- **What is required**
Update the records by replacing "square brackets" with "parentheses" and leaving every other word unchanged.

* Begin Exercise inputs *

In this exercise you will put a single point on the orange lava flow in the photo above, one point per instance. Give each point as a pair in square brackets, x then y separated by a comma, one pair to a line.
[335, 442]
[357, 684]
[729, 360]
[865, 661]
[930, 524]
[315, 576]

* End Exercise inputs *

- **Solution to this task**
In this exercise you will put a single point on the orange lava flow in the photo above, one point per instance. Give each point as a pair in parentheses, x then y separated by a comma, one pair to a line.
[335, 442]
[357, 684]
[729, 360]
[865, 661]
[930, 524]
[315, 576]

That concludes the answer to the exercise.